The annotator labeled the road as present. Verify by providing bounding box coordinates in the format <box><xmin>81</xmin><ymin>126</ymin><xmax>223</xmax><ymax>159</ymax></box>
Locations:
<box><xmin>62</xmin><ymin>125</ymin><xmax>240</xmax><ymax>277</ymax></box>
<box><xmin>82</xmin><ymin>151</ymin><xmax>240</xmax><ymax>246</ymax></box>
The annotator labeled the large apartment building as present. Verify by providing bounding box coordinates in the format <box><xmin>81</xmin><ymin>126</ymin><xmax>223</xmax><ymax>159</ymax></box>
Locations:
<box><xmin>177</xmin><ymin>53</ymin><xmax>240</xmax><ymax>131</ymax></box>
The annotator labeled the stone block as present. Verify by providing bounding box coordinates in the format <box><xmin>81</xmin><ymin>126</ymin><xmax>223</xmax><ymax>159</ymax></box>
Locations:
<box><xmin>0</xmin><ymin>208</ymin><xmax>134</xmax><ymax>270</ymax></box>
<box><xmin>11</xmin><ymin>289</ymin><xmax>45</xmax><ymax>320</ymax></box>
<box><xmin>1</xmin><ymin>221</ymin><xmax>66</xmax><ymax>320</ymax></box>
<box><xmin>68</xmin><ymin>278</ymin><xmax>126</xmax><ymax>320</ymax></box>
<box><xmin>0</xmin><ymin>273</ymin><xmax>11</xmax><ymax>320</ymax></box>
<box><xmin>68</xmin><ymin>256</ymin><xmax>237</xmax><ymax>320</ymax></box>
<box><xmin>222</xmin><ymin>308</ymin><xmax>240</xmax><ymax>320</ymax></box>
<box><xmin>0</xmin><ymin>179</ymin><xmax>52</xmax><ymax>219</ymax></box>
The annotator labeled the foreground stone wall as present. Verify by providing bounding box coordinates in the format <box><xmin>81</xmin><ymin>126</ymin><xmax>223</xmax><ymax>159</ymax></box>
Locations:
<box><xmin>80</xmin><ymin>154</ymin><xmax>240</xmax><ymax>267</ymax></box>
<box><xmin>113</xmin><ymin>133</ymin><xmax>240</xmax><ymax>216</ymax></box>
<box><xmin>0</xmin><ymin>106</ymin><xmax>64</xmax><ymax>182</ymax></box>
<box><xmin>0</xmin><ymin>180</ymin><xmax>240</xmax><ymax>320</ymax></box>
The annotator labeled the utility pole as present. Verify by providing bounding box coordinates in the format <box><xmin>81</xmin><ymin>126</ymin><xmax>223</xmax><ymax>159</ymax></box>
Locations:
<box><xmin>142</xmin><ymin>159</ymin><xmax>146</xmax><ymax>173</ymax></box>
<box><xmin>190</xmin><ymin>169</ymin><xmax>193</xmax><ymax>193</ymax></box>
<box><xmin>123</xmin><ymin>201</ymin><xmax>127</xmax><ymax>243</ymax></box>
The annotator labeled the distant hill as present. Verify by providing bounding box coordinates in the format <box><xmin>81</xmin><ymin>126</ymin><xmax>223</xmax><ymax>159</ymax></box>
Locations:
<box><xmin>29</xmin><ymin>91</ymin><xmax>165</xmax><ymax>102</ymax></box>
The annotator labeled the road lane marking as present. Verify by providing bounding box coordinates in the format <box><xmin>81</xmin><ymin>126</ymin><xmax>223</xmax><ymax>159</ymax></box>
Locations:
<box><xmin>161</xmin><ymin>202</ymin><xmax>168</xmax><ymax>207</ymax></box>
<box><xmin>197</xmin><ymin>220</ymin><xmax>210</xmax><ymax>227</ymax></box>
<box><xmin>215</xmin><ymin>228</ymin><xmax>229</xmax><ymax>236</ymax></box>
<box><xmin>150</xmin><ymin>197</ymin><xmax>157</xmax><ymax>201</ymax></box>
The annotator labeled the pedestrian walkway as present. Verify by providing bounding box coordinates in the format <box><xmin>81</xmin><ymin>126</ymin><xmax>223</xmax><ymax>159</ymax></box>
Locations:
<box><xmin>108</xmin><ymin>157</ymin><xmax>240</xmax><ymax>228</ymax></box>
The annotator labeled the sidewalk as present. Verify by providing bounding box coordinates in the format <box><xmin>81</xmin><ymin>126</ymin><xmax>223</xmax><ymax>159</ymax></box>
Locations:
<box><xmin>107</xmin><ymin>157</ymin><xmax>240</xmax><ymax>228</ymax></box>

====

▸ Given problem
Extract every line above that contains the word "stone", and copy each of those lines in full.

▸ Exercise solution
The annotator labeled the stone block as present. Verify by providing bounding box coordinates in the format <box><xmin>81</xmin><ymin>126</ymin><xmax>223</xmax><ymax>159</ymax></box>
The annotator labeled the foreground stone wall as present. Verify by providing bounding box coordinates in the format <box><xmin>81</xmin><ymin>126</ymin><xmax>223</xmax><ymax>159</ymax></box>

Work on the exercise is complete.